_Written problem_
Rewrite the gold market text from the words "With an immediate" through "at 1830 GMT.", replacing each "Wednesday" with "Thursday".

_Text extract_
With an immediate rate increase by the Fed seen as a done deal, investors are focusing on what message the central bank will deliver when it concludes its meeting later on Wednesday. In December the Fed forecast three rate rises this year.

Spot gold edged up 0.3 percent to $1,201.64 per ounce by 0313 GMT.

U.S. gold futures were down 0.1 percent at $1,201 per ounce.

"We do not think much will change throughout much of Wednesday ahead of the Fed rate decision and policy statement," INTL FCStone analyst Edward Meir said.

"Our bias is still somewhat constructive on gold given that we think the Fed will shrink from coming across as too aggressive."

The statement from the Fed, due at 1800 GMT on Wednesday, will be followed by a briefing at 1830 GMT.

Investors were also focusing on Wednesday's Dutch elections, which have been boosting gold's safe-haven appeal.

The Party for Freedom is seen as having little chance of coming to power, but a strong election performance for the group that wants to "de-Islamicise" the Netherlands would fuel worries over a surprise result in in April and May.

Location identification rows:
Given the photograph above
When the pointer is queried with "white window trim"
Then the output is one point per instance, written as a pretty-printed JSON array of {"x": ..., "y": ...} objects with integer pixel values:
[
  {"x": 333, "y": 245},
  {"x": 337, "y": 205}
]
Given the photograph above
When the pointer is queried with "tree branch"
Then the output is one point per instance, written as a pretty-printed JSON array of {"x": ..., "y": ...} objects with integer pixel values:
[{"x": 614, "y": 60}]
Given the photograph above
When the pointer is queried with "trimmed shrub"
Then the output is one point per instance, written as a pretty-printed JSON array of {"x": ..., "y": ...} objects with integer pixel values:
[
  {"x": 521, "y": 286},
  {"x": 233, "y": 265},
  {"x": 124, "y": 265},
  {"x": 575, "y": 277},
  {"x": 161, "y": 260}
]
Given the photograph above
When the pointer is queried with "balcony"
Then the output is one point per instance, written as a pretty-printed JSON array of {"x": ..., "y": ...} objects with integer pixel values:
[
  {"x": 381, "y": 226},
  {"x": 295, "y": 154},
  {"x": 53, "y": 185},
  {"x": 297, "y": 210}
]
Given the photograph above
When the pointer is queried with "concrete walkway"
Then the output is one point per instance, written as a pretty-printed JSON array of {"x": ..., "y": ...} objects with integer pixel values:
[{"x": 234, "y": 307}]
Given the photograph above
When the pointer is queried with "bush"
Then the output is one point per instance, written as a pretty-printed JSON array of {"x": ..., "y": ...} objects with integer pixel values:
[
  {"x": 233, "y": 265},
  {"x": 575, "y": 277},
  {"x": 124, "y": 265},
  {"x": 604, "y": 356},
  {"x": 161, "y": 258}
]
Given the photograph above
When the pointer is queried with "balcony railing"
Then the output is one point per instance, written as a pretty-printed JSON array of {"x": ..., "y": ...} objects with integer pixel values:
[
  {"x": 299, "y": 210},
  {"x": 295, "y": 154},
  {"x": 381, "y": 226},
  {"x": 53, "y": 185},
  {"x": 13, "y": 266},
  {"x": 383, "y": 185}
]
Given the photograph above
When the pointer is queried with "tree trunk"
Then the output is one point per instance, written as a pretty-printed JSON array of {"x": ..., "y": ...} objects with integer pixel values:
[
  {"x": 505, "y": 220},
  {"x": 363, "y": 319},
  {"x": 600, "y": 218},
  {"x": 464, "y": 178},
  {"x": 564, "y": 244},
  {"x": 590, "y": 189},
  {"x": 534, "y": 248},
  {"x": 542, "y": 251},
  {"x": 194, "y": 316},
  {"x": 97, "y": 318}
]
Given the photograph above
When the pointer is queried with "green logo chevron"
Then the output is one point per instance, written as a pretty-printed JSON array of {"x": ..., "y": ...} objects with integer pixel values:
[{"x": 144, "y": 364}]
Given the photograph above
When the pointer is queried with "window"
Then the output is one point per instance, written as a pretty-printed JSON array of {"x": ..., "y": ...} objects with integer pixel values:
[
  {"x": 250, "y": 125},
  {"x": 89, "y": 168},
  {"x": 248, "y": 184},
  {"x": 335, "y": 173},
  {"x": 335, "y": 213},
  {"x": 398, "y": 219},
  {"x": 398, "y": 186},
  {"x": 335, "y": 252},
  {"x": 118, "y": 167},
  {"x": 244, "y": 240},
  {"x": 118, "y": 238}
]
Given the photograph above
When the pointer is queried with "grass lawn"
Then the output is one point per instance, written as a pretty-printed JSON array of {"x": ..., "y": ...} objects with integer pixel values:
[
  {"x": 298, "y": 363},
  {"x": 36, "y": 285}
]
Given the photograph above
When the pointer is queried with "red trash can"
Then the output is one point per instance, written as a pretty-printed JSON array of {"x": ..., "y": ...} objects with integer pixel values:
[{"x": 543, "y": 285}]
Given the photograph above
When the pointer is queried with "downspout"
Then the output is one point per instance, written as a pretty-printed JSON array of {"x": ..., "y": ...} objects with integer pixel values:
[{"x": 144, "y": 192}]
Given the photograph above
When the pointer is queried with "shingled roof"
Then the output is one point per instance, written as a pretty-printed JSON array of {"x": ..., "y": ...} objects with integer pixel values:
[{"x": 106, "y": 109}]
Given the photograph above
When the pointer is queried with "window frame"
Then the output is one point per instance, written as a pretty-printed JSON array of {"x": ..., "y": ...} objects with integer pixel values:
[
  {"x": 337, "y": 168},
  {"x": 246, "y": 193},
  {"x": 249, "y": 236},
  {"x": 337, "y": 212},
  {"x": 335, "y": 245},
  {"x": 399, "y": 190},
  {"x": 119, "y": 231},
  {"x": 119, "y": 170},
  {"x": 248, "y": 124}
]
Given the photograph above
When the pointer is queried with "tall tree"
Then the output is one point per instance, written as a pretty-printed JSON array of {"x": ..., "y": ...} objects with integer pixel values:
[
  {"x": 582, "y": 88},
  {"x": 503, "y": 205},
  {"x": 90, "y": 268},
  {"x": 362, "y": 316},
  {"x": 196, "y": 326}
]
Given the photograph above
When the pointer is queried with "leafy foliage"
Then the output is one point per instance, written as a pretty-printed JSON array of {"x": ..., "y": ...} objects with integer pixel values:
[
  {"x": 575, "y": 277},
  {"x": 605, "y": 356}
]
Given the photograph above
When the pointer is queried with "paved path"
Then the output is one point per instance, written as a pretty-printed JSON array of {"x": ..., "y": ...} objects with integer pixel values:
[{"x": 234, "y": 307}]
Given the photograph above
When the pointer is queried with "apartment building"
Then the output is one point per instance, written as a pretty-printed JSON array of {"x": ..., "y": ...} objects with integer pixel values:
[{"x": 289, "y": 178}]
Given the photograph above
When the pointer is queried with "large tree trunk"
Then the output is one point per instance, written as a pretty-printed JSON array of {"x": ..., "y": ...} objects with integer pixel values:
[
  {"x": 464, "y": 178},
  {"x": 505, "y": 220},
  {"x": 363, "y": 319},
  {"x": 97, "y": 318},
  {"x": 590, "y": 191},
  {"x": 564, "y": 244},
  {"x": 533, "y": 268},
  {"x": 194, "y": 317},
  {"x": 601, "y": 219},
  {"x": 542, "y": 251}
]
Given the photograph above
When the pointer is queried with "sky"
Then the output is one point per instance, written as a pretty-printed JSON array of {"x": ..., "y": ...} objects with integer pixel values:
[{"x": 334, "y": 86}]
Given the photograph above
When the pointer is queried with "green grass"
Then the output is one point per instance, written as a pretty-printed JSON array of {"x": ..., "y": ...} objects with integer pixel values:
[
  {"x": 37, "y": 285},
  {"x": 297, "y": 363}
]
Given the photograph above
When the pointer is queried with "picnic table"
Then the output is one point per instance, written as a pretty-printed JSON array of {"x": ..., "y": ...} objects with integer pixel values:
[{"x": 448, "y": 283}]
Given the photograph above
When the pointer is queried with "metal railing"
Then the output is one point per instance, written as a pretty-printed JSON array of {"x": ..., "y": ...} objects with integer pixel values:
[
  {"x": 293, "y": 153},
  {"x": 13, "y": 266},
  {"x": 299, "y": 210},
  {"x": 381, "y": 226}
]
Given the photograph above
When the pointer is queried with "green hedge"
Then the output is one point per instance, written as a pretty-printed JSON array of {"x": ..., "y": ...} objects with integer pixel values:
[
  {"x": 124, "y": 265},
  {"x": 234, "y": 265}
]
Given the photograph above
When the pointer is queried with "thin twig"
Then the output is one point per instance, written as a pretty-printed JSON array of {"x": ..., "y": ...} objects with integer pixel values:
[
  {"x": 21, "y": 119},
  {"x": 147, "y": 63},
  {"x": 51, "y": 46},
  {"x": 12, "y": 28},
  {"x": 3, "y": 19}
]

_Expected answer_
With an immediate rate increase by the Fed seen as a done deal, investors are focusing on what message the central bank will deliver when it concludes its meeting later on Thursday. In December the Fed forecast three rate rises this year.

Spot gold edged up 0.3 percent to $1,201.64 per ounce by 0313 GMT.

U.S. gold futures were down 0.1 percent at $1,201 per ounce.

"We do not think much will change throughout much of Thursday ahead of the Fed rate decision and policy statement," INTL FCStone analyst Edward Meir said.

"Our bias is still somewhat constructive on gold given that we think the Fed will shrink from coming across as too aggressive."

The statement from the Fed, due at 1800 GMT on Thursday, will be followed by a briefing at 1830 GMT.